> **Assignment**
From the first line through the line containing "One point rides on each instance of the parked", transcribe the records exactly and include no other lines.

(Items listed in a dataset)
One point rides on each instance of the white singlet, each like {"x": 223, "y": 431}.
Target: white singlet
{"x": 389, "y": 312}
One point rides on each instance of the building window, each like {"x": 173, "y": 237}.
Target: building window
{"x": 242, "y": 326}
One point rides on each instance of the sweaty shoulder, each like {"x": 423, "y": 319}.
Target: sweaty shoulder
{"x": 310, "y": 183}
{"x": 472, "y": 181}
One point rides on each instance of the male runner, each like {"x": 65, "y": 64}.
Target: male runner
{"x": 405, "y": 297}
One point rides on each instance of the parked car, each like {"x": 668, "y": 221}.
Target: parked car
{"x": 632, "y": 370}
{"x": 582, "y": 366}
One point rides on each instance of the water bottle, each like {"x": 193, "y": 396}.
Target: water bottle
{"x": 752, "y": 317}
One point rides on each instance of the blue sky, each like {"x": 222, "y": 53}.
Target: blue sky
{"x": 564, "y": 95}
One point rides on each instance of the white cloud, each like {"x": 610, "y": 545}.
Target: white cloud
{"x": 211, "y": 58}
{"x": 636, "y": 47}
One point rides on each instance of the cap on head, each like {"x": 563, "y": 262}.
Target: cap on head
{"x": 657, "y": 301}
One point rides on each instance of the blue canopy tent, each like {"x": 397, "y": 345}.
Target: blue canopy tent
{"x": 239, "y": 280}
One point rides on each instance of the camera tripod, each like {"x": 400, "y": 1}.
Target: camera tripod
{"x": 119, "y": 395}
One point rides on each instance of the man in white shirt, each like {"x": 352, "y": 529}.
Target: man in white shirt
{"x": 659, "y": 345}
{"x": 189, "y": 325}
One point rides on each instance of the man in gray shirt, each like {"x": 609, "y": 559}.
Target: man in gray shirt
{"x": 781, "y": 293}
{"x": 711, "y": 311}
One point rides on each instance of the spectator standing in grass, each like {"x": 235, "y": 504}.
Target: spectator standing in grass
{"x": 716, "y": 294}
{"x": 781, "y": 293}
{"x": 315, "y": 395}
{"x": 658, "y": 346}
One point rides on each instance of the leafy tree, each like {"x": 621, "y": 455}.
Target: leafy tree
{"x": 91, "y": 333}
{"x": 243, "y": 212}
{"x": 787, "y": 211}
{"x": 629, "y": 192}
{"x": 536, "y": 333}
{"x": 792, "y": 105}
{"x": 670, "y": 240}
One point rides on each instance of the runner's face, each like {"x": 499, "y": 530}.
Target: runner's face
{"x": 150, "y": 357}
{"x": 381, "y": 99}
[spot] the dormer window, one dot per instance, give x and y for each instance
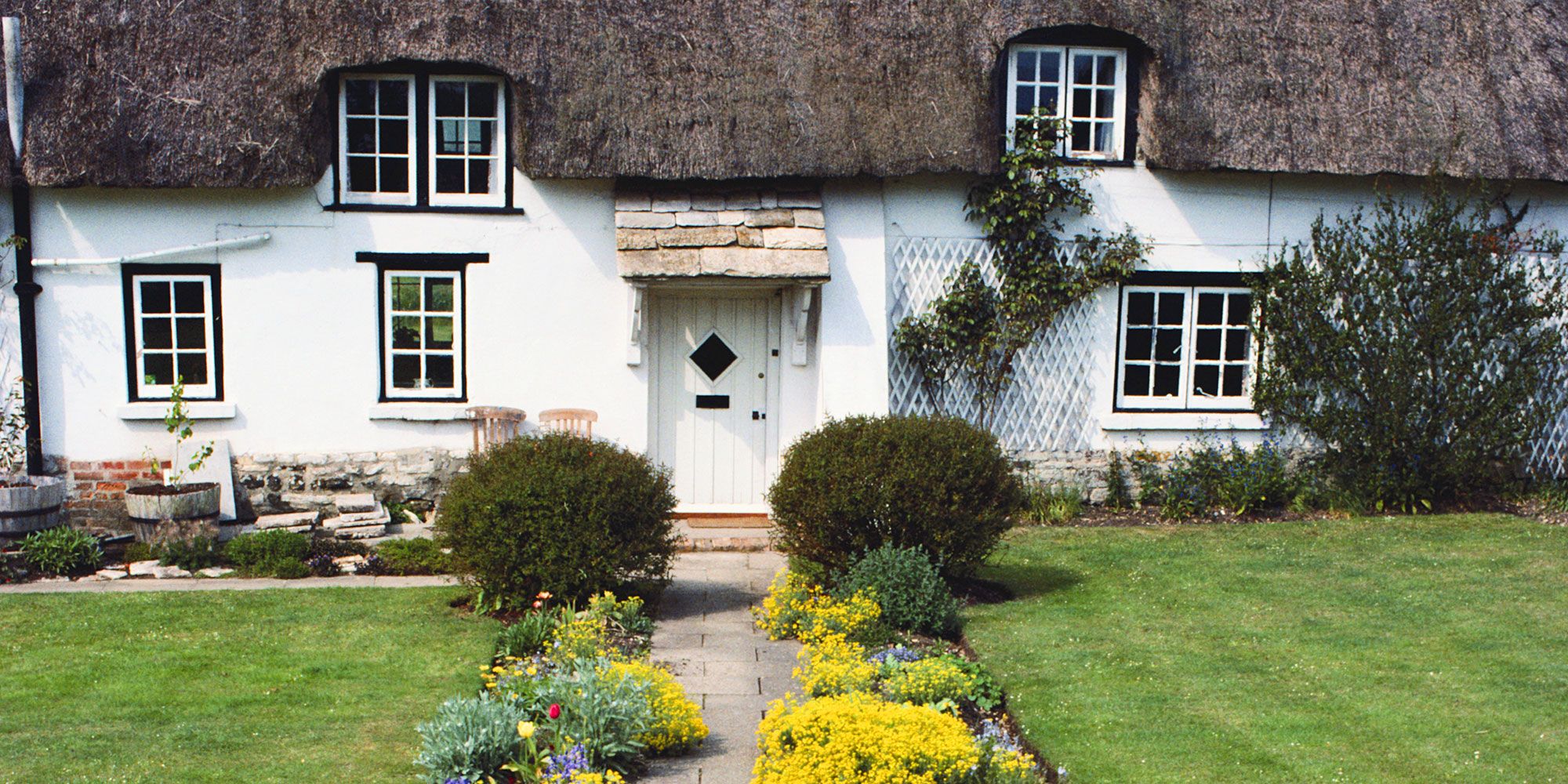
(1084, 85)
(415, 140)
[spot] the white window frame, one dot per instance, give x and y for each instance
(147, 391)
(498, 158)
(1186, 399)
(347, 197)
(459, 347)
(1119, 131)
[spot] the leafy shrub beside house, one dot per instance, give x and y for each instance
(559, 514)
(1420, 344)
(857, 484)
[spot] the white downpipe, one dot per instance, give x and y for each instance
(159, 255)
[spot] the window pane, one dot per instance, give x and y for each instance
(479, 176)
(405, 332)
(1235, 379)
(449, 100)
(449, 137)
(1211, 308)
(482, 100)
(361, 136)
(1141, 308)
(1241, 310)
(438, 296)
(1051, 67)
(192, 333)
(405, 294)
(1167, 346)
(1207, 380)
(1108, 70)
(1167, 380)
(189, 297)
(363, 175)
(438, 371)
(154, 297)
(1141, 344)
(158, 369)
(405, 371)
(394, 175)
(194, 368)
(394, 137)
(1105, 104)
(1208, 346)
(1236, 344)
(438, 332)
(1136, 380)
(449, 176)
(156, 333)
(1083, 101)
(1083, 70)
(394, 98)
(1026, 67)
(1081, 137)
(360, 96)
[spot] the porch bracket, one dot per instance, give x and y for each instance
(802, 321)
(636, 324)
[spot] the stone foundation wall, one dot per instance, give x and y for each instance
(275, 484)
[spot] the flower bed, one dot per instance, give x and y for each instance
(880, 706)
(568, 699)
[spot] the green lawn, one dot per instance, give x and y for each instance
(291, 686)
(1341, 652)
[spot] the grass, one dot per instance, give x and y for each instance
(1338, 652)
(228, 686)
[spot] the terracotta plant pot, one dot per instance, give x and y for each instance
(169, 512)
(31, 504)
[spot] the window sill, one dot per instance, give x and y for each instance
(194, 408)
(421, 412)
(1133, 421)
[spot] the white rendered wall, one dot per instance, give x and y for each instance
(1197, 222)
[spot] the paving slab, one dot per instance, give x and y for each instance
(724, 662)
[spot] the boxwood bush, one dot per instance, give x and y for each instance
(858, 484)
(559, 514)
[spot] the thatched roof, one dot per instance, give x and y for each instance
(230, 93)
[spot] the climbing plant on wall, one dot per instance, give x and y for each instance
(973, 335)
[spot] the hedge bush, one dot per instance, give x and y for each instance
(559, 514)
(915, 482)
(909, 589)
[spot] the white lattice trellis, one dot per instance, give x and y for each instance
(1050, 407)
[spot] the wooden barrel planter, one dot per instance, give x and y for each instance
(31, 504)
(173, 512)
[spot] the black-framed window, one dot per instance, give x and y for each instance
(423, 140)
(423, 325)
(173, 330)
(1186, 343)
(1083, 74)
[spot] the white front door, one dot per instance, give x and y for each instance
(714, 366)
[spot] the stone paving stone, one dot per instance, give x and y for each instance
(722, 661)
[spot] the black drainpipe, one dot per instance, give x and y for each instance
(27, 314)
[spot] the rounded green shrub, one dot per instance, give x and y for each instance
(858, 484)
(909, 589)
(559, 514)
(62, 551)
(270, 554)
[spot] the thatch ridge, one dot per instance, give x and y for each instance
(228, 93)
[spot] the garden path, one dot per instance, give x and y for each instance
(708, 639)
(223, 584)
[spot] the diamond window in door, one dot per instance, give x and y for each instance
(713, 357)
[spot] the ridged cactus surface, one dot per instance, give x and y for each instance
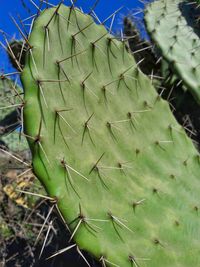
(123, 173)
(174, 26)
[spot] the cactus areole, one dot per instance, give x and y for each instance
(106, 147)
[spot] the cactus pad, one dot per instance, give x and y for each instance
(106, 147)
(174, 27)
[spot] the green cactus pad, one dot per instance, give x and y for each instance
(174, 28)
(11, 95)
(124, 174)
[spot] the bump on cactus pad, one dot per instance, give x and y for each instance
(173, 25)
(123, 173)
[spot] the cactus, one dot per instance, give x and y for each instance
(174, 28)
(16, 51)
(106, 147)
(10, 113)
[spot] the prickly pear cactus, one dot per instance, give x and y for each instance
(11, 96)
(173, 25)
(106, 147)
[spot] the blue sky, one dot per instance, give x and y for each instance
(15, 9)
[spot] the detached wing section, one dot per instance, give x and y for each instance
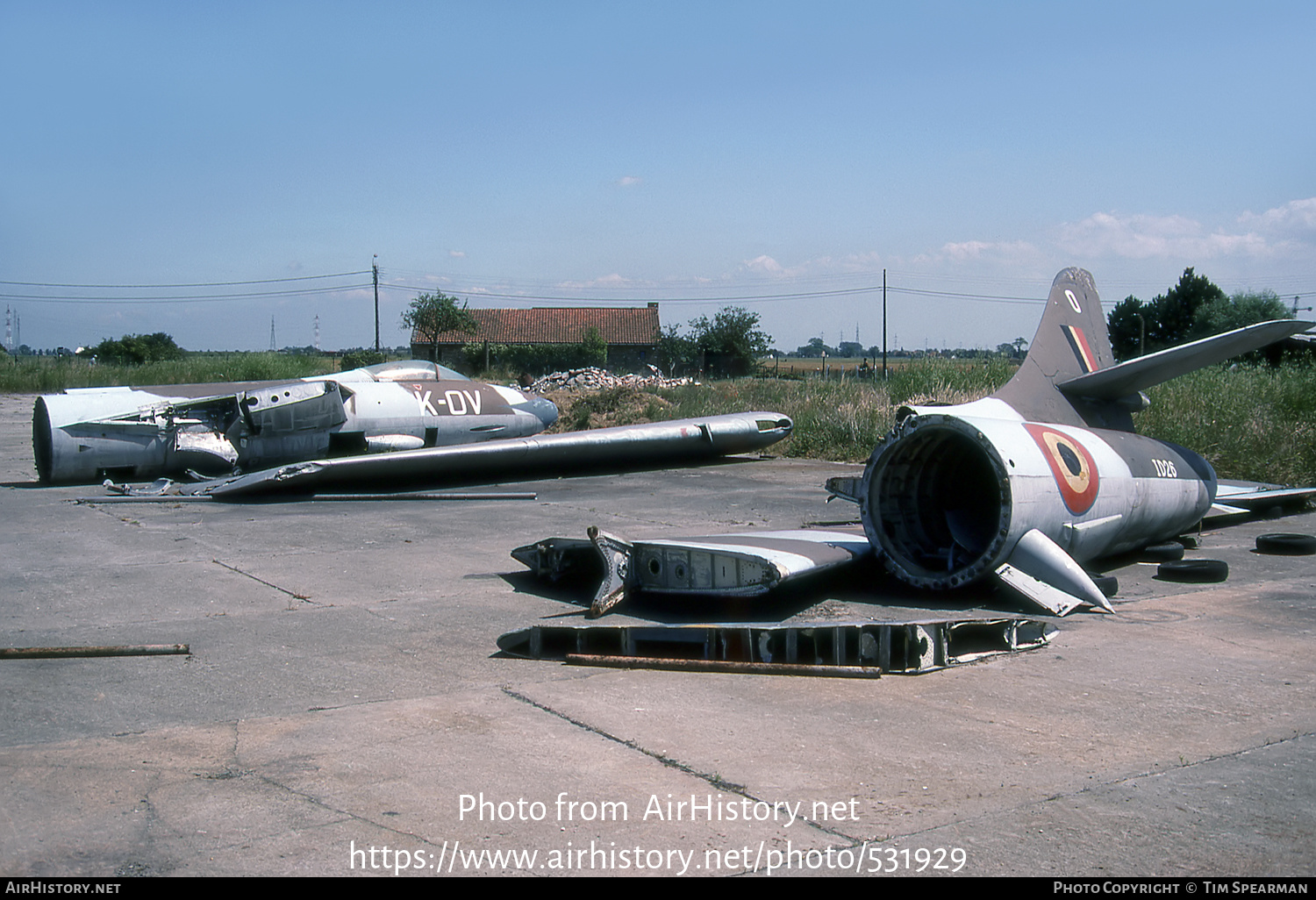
(597, 452)
(1134, 375)
(1236, 497)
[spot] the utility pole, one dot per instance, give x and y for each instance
(883, 325)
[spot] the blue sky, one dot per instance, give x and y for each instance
(645, 152)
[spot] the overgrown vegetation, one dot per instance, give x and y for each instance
(136, 349)
(49, 374)
(1191, 310)
(1249, 421)
(726, 345)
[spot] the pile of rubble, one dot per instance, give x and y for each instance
(600, 379)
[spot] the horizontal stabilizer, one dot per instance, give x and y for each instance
(1131, 376)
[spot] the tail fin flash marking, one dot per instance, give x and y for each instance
(1078, 342)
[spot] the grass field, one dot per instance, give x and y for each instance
(49, 374)
(1249, 421)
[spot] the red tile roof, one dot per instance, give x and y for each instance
(626, 325)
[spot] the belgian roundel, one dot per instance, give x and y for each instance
(1071, 465)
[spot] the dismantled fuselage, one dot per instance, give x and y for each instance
(87, 434)
(1021, 487)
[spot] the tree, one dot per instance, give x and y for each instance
(1126, 324)
(815, 349)
(1177, 310)
(1239, 311)
(432, 315)
(676, 352)
(731, 342)
(137, 349)
(1192, 310)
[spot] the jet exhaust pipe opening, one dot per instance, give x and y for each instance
(937, 502)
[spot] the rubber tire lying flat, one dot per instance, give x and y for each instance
(1286, 545)
(1198, 571)
(1161, 552)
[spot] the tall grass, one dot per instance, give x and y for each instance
(842, 420)
(49, 374)
(1249, 421)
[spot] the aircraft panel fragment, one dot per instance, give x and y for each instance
(805, 649)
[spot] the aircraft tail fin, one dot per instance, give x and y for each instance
(1070, 342)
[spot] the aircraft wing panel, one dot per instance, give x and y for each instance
(1131, 376)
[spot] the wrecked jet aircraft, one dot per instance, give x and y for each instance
(1047, 473)
(87, 434)
(1020, 487)
(597, 452)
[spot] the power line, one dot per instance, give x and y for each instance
(191, 297)
(262, 281)
(742, 297)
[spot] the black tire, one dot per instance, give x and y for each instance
(1161, 552)
(1286, 545)
(1199, 571)
(1107, 584)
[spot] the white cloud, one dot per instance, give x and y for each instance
(613, 281)
(1013, 252)
(765, 265)
(1160, 237)
(1294, 218)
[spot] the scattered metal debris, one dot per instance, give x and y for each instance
(848, 649)
(745, 565)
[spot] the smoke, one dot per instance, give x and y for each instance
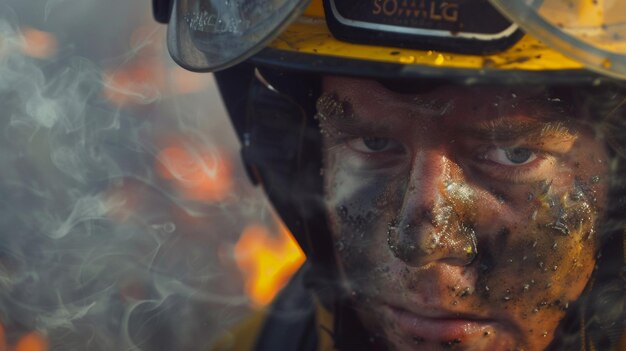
(98, 251)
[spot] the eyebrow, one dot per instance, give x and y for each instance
(340, 116)
(504, 129)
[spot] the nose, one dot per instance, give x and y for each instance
(436, 220)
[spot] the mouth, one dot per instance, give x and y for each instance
(442, 326)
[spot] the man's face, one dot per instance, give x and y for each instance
(463, 217)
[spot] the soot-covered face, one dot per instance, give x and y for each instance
(463, 217)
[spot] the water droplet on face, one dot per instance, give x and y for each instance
(418, 340)
(339, 246)
(343, 212)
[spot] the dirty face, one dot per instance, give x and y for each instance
(463, 217)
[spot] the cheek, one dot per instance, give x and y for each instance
(536, 263)
(360, 207)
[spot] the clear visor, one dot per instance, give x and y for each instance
(209, 35)
(592, 32)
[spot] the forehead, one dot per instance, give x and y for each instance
(366, 96)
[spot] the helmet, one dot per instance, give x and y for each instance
(277, 50)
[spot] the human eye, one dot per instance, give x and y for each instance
(372, 153)
(514, 156)
(517, 164)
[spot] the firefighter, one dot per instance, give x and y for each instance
(454, 182)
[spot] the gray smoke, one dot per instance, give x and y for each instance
(97, 251)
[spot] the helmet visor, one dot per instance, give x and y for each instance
(592, 32)
(209, 35)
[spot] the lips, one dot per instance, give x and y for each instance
(439, 325)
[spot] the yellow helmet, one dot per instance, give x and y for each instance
(406, 38)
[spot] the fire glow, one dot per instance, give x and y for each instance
(267, 261)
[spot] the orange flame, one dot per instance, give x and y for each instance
(266, 261)
(38, 44)
(32, 341)
(199, 174)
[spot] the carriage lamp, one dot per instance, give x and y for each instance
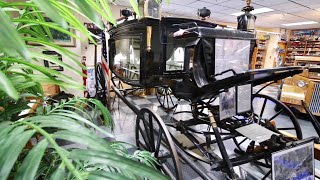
(301, 83)
(246, 21)
(150, 8)
(204, 13)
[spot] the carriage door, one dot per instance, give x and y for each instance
(126, 58)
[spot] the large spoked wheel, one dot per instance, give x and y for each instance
(166, 98)
(280, 119)
(153, 136)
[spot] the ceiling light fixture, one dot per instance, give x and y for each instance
(300, 23)
(256, 11)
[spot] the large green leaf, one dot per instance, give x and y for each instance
(118, 162)
(10, 41)
(31, 163)
(52, 12)
(12, 149)
(7, 87)
(87, 9)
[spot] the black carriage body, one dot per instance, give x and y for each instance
(170, 57)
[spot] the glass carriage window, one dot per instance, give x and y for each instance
(231, 54)
(176, 61)
(127, 58)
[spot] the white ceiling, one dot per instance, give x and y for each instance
(286, 11)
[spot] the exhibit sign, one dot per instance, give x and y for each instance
(294, 163)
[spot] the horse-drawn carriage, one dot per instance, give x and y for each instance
(208, 67)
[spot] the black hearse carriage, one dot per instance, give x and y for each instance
(200, 63)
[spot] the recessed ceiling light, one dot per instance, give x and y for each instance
(300, 23)
(256, 11)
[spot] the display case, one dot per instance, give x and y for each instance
(304, 86)
(302, 43)
(294, 48)
(259, 54)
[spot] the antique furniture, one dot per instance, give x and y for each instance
(304, 86)
(194, 61)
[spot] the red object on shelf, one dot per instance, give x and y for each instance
(84, 78)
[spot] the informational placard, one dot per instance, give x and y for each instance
(256, 132)
(244, 101)
(294, 163)
(91, 82)
(227, 104)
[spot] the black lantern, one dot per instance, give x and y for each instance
(246, 21)
(204, 13)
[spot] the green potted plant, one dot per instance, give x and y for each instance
(20, 80)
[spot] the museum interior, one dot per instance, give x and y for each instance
(160, 89)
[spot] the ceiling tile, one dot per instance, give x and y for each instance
(199, 4)
(181, 2)
(307, 2)
(236, 4)
(269, 2)
(215, 1)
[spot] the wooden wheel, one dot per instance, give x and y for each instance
(166, 98)
(153, 136)
(275, 119)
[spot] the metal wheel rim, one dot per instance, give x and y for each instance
(165, 138)
(164, 96)
(285, 109)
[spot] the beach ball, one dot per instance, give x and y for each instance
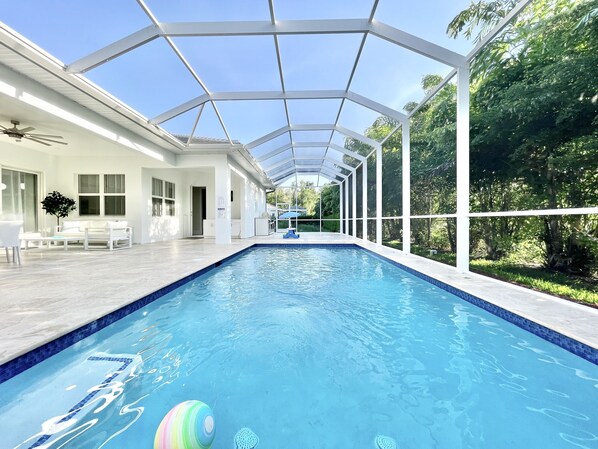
(189, 425)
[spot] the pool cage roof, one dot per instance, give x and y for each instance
(283, 82)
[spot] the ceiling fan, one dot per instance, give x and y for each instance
(25, 133)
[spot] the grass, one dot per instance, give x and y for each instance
(559, 284)
(583, 290)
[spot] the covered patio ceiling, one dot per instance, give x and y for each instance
(289, 80)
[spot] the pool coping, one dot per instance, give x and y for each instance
(34, 356)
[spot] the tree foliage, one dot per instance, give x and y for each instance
(58, 205)
(533, 140)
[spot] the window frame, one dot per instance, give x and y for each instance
(102, 194)
(163, 198)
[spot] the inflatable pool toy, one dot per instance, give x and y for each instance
(246, 439)
(290, 234)
(189, 425)
(384, 442)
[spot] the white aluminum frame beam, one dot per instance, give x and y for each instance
(262, 28)
(313, 127)
(325, 159)
(406, 172)
(276, 95)
(354, 202)
(288, 146)
(462, 159)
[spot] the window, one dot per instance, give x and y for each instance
(18, 198)
(91, 194)
(163, 198)
(114, 198)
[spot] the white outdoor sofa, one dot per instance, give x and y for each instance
(115, 234)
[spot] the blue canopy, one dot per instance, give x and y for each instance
(290, 215)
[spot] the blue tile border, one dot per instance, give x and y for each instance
(37, 355)
(25, 361)
(77, 407)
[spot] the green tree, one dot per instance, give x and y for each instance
(55, 203)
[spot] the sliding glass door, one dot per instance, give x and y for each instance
(19, 198)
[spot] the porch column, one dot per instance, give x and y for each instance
(341, 211)
(364, 188)
(406, 154)
(379, 195)
(354, 201)
(222, 201)
(347, 205)
(463, 169)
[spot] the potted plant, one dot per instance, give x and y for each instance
(55, 203)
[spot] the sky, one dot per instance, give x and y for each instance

> **Exercise output**
One point rides on each instance of the white singlet, each like {"x": 223, "y": 431}.
Target: white singlet
{"x": 389, "y": 312}
One point rides on each instance of the building window, each like {"x": 173, "y": 237}.
Target: building window
{"x": 242, "y": 326}
One point rides on each instance of the sweaty shoulder, each like {"x": 423, "y": 319}.
Target: sweaty shoulder
{"x": 310, "y": 183}
{"x": 472, "y": 181}
One point rides on each instance of the male runner, each like {"x": 65, "y": 64}.
Target: male runner
{"x": 405, "y": 297}
One point rides on each instance of the parked car, each like {"x": 668, "y": 221}.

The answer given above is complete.